== TESTO DI PARTENZA ==
I legami sociali che, durante questo percorso, si sono creati e consolidati sono stati agevolati dalla tipologia dell’argomento. Il cibo gode di grande interesse e offre la possibilità di coinvolgere tutti in modo trasversale ed universale. Infatti, attraverso la riscoperta delle abitudini culinarie nel tempo, con il prezioso contributo degli anziani, e nello spazio, con l’esperienza dei migranti, abbiamo approfondito e valorizzato modi di vivere differenti ricercando ciò che ci unisce e connette.
Il target dell’adolescenza è stato scelto per promuovere un percorso atto a limitare fenomeni come l’esclusione sociale e la discriminazione nonché a sensibilizzare verso abitudini eco- sostenibili come la lotta allo spreco alimentare. I laboratori e gli incontri sono stati pensati per vivere momenti ricreativi ed educativi in un clima sereno e rispettoso, tale da imprimere nella mente degli adolescenti, durante la loro naturale fase di scoperta del mondo, la conoscenza e l’accettazione di culture e stili di vita differenti, presenti già nel territorio stornarese e necessari per una ottimale convivenza. Come associazione crediamo che uno dei modi per rinvigorire i nostri paesi è investire sulla cittadinanza di domani, trasmettendo l’esperienza degli adulti che servirà a plasmare un luogo sempre più inclusivo, responsabile e con un maggior senso civico”.

== RECORD DEL DATASET ==
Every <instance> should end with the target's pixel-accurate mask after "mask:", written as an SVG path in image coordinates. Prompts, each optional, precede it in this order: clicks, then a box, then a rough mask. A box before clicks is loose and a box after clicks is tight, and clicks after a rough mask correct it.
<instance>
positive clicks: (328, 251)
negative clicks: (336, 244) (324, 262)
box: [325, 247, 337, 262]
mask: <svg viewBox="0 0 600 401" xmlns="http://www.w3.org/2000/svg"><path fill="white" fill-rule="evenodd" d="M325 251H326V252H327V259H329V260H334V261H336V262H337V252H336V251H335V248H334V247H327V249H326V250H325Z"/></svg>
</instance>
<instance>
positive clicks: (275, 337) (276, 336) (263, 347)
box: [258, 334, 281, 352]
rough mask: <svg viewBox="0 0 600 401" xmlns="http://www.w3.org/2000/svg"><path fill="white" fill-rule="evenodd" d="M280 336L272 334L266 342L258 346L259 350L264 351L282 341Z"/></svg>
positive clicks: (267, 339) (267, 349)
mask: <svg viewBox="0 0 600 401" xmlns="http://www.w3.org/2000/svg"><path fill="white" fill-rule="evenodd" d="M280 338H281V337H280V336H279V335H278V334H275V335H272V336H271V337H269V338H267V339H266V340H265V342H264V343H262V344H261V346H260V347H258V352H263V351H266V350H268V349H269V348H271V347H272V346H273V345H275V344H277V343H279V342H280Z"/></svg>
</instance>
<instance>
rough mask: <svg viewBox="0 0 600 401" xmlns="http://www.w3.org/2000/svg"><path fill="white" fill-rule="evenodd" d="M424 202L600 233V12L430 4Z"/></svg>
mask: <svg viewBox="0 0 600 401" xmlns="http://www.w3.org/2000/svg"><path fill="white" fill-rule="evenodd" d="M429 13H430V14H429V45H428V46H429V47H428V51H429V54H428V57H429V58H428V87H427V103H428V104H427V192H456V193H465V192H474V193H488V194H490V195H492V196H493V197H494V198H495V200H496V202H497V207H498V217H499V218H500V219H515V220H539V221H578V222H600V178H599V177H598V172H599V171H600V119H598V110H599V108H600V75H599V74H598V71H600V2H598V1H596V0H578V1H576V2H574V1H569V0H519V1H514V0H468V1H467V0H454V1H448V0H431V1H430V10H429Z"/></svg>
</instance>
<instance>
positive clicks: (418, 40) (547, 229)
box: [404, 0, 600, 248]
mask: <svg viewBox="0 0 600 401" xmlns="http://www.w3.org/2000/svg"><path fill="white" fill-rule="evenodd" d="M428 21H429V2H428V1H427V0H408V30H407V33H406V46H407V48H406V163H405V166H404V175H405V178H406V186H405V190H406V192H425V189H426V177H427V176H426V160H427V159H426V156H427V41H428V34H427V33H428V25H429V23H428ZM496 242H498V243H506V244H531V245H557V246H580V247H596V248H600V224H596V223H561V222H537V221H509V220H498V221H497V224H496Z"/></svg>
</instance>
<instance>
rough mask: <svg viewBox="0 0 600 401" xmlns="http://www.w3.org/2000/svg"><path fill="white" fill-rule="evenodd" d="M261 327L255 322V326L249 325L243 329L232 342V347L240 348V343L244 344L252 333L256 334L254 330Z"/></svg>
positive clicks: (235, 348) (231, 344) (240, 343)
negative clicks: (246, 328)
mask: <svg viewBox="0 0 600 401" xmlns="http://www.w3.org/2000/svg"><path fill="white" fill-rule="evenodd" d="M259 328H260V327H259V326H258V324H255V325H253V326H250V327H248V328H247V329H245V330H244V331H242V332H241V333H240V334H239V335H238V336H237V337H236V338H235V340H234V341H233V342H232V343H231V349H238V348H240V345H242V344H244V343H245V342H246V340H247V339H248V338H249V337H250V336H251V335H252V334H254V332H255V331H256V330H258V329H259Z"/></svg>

== CONSEGNE DELL'ESERCIZIO ==
a. Quali caratteristiche avrà, secondo il testo, il luogo che l'esperienza degli adulti servirà a plasmare? Elencale tutte.
b. Quale fascia d'età è stata scelta, secondo il testo, come target del percorso?

== SOLUZIONI PER PUNTO ==
a.
- inclusivo
- responsabile
- con un maggior senso civico

b. L'adolescenza.